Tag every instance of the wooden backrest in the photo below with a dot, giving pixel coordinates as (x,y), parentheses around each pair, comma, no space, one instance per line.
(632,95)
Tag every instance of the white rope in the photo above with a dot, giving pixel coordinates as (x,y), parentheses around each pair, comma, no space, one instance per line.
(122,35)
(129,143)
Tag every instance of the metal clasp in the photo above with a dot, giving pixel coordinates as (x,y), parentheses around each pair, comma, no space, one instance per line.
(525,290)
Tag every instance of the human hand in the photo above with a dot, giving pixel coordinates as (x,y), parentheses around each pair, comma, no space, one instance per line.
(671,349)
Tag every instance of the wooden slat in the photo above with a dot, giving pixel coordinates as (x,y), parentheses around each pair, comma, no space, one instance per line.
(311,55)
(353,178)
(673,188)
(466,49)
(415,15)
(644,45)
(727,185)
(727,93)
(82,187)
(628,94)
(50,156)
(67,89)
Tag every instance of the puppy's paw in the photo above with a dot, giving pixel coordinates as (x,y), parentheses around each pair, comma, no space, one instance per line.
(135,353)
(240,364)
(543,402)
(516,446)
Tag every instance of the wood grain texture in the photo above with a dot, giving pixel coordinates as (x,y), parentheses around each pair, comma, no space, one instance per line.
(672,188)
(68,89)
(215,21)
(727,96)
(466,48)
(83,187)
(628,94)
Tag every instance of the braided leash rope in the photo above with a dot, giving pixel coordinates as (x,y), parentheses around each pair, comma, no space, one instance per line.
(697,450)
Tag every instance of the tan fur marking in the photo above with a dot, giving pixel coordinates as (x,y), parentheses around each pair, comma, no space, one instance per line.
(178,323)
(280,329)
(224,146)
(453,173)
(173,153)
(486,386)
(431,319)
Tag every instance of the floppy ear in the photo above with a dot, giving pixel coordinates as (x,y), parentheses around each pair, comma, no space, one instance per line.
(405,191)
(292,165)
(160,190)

----

Extract all of the data above and output it character for character.

Tag every instance of the wooden backrest in the photo below with a dot, giving pixel coordinates as (x,y), parentheses around each pair, comma, no space, one instance per line.
(632,95)
Tag every instance of the white rope in the photo above with a dot, giving pixel coordinates as (x,y), parentheses around each pair, comma, no space, one instance per line.
(122,35)
(129,143)
Tag every instance of the metal clasp in the photo above with a dot, giving pixel coordinates as (x,y), parentheses around each pair, comma, no space, one instance per line.
(525,290)
Tag every instance of the human hand in the photo above with a dot, giving pixel coordinates as (x,y), parentheses around each pair, comma, no space, one instance per line.
(671,349)
Tag every instance of the wooden slat in the photo above with a dot, giving pixel coordinates as (x,y), parentheses around each pair, comma, no space, one instance per line.
(311,55)
(353,178)
(673,188)
(466,49)
(415,15)
(644,45)
(727,185)
(727,93)
(82,187)
(628,94)
(50,156)
(67,89)
Tag every instance of the puppy's paw in the photo above with a dot, giving pixel coordinates as (x,y), parentheses around each pair, comma, no space, one instance per line.
(135,353)
(240,364)
(543,402)
(516,446)
Tag every instance of the wood grain texture in the photo above with a dot, giving pixel coordinates as (x,y), parentheses around each pair, comma, no space, one instance per line.
(672,188)
(68,89)
(215,21)
(727,96)
(466,48)
(83,187)
(628,94)
Tag every instance of the braided leash rope in the photo above with a dot, giving pixel coordinates as (x,y), parentheses around each pair, comma, no space, one instance per line.
(697,450)
Tag every instance of the tan fur marking in the photo above with a dot, giving pixel coordinates as (x,y), parentheses around each pair, comma, no space, one instance per line.
(178,323)
(280,329)
(224,146)
(453,173)
(173,153)
(486,386)
(431,319)
Tag every instance of the floppy ear in the photo above with a dot, giving pixel coordinates as (x,y), parentheses around each pair, comma, no space, one instance per line.
(405,191)
(292,165)
(160,190)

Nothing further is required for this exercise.